**Problem:**
Translate this sentence from the Gary Alcorn text below into Spanish: "Alcorn was born and raised in Calwa on a small farm."

**Text shown:**
:::::
Gary Alcorn laughed when he reminisced about parking behind the old Fresno State gym an hour and a half before basketball practice and shooting a limit of pheasant or quail on the outskirts of the campus. This is a snapshot of Alcorn's life: basketball and in the outdoors. Alcorn was one of the Fresno State's finest basketball centers and still hold the Bulldog career rebound record. Bad knees on his 6'10", 240-pound body limited his professional career to two seasons; one each with Detroit and Los Angeles; however, he played when there were only eight teams in the NBA, which means at that time he was one of the top eighty professional players in the country. One of his proudest accomplishments for the Bulldogs during the school's two-season stay in the California Basketball Association was breaking Bill Russell's single season CBA rebound record. Alcorn was born and raised in Calwa on a small farm.
:::::
**Information supplied:**

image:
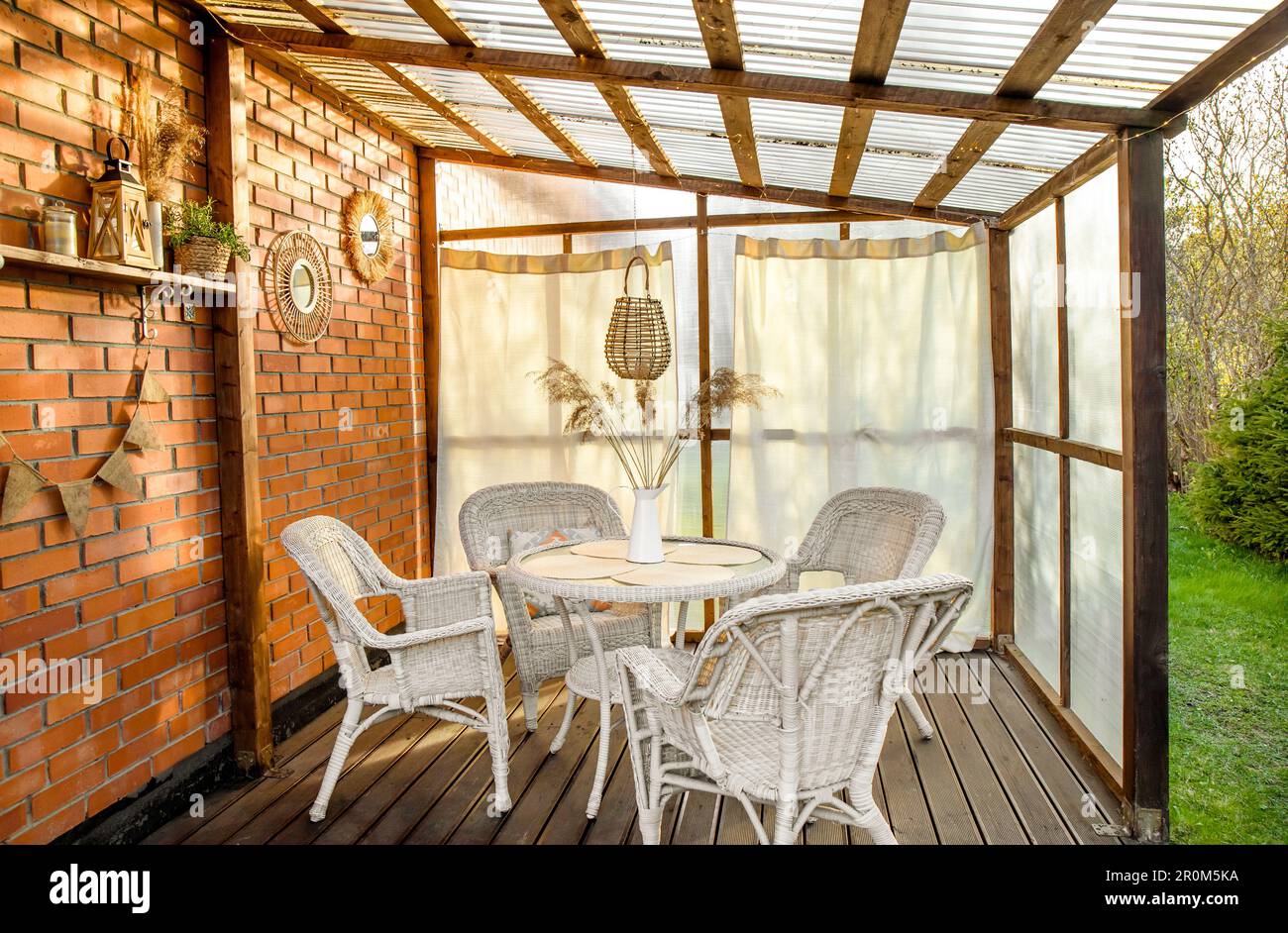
:::::
**Task solution:**
Alcorn nació y se crió en Calwa, en una pequeña granja.